PROBLEM SET:
a – In the text about removing files with shell arrays, which zsh glob qualifier sorts the matched files with the newest last?
b – Continue the text about removing files with shell arrays from the point where it stops.

TEXT:
[BEGIN]

If the usual sort order is ok (i.e. your files are named by the date), and your shell supports arrays, you can use them for this, avoiding the usual caveats about using ls
:
F=(./*.{gz,xz,ext4}) # list files
G=("${F[@]:5}") # pick all but the first five to another array
G=("${F[@]:0:${#F[@]}-5}") # or pick all but the last five
rm -- "${G[@]}" # remove them
zsh
can sort by date in itself, so this would grab the matching files to an array, sorted by modification time
F=(./*.(gz|xz|ext4)(Om))
((Om)
for newest last, (om)
for newest first.)
Process the array as above.
Of course, if you need to sort by modification date, can't use zsh
and know your filenames are nice, a simple ls -t | tail -n +6
would do.

[END]

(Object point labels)
[BEGIN]

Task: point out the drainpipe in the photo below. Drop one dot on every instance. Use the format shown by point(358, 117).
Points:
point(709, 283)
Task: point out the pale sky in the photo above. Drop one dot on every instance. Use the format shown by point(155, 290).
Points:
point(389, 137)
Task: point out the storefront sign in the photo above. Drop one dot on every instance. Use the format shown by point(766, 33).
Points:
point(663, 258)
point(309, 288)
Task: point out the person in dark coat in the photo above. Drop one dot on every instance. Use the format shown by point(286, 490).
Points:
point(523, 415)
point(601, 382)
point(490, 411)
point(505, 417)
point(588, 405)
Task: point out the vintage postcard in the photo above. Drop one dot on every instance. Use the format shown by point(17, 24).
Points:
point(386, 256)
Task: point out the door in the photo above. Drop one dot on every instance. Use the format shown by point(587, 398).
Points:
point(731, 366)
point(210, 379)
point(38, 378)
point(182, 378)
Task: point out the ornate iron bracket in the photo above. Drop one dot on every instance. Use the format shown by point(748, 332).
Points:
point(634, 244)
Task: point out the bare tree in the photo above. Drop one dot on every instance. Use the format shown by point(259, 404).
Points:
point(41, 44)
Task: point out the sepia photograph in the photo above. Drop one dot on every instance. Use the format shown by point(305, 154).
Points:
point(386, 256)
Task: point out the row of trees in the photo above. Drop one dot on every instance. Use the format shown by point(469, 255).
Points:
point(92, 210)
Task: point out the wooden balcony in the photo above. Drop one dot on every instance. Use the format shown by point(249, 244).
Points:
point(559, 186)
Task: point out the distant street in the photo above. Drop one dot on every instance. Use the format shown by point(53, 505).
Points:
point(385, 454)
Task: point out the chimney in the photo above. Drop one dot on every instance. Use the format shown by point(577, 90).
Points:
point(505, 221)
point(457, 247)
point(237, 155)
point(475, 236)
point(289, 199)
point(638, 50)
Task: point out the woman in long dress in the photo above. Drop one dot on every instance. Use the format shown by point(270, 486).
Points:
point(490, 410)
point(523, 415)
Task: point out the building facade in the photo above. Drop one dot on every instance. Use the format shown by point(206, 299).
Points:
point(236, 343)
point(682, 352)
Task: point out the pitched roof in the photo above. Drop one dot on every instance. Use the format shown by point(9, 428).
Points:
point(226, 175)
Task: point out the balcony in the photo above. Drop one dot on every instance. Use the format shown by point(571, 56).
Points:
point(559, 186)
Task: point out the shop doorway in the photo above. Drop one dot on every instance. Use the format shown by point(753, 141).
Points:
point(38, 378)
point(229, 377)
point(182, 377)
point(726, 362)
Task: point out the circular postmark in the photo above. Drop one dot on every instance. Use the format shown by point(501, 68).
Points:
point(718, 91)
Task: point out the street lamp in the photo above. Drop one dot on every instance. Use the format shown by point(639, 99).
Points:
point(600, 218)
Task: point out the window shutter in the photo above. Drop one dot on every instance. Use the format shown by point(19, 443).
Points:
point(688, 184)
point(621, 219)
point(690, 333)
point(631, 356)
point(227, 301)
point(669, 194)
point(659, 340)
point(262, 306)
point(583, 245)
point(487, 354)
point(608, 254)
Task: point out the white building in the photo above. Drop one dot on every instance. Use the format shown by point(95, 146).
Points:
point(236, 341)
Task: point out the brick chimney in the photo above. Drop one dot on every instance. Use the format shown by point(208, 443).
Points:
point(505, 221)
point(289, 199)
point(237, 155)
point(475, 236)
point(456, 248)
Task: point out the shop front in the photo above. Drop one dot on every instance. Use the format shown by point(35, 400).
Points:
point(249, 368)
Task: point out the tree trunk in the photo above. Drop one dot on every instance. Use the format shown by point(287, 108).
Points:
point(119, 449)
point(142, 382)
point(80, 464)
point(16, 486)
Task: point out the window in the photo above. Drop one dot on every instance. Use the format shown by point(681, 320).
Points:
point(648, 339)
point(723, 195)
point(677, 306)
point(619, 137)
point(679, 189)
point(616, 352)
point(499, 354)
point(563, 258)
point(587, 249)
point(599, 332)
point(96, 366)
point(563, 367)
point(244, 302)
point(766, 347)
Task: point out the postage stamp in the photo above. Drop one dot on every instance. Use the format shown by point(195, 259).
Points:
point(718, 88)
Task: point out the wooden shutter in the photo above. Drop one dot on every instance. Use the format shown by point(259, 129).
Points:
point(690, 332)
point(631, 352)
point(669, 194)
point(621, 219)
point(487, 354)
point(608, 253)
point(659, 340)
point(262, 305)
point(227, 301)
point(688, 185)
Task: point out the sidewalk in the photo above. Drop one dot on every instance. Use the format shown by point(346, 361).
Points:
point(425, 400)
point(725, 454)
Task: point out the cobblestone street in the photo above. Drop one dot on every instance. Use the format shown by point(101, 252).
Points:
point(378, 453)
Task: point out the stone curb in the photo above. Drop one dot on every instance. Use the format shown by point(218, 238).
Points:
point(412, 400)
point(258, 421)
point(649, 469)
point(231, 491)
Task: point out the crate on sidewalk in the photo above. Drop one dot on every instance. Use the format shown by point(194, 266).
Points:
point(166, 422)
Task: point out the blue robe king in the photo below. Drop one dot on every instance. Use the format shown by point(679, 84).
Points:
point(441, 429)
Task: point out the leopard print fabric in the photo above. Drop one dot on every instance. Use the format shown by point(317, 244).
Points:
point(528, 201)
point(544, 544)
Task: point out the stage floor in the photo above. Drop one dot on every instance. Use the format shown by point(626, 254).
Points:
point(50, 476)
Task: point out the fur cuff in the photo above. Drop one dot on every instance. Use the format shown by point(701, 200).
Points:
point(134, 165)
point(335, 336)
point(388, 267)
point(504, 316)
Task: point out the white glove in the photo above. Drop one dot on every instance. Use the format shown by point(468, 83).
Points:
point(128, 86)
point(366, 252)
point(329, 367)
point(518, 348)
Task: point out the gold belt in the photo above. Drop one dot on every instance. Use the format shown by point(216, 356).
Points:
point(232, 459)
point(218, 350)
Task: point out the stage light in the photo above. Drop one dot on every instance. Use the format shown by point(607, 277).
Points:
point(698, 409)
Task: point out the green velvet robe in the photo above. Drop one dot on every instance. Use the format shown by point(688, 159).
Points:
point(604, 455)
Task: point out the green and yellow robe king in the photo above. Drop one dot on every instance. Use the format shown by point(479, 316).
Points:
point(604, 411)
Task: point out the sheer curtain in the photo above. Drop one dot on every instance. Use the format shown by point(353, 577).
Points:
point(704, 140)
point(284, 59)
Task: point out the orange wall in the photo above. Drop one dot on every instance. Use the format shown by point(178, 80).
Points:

[END]

RESULTS BY TASK:
a – (Om)

b –
(tail -n +6
starts printing at the sixth line, i.e. skips the first five. I had an off-by-one at this at first.)
With GNU ls, I think we could do ask it to quote the filenames to create suitable input for the shell, and then fill the array with the output:
eval "F=($(ls -t --quoting-style=shell-always ./*.{xz,gz}))"
But that requires trusting that ls
and the shell agree on how quotes are interpreted.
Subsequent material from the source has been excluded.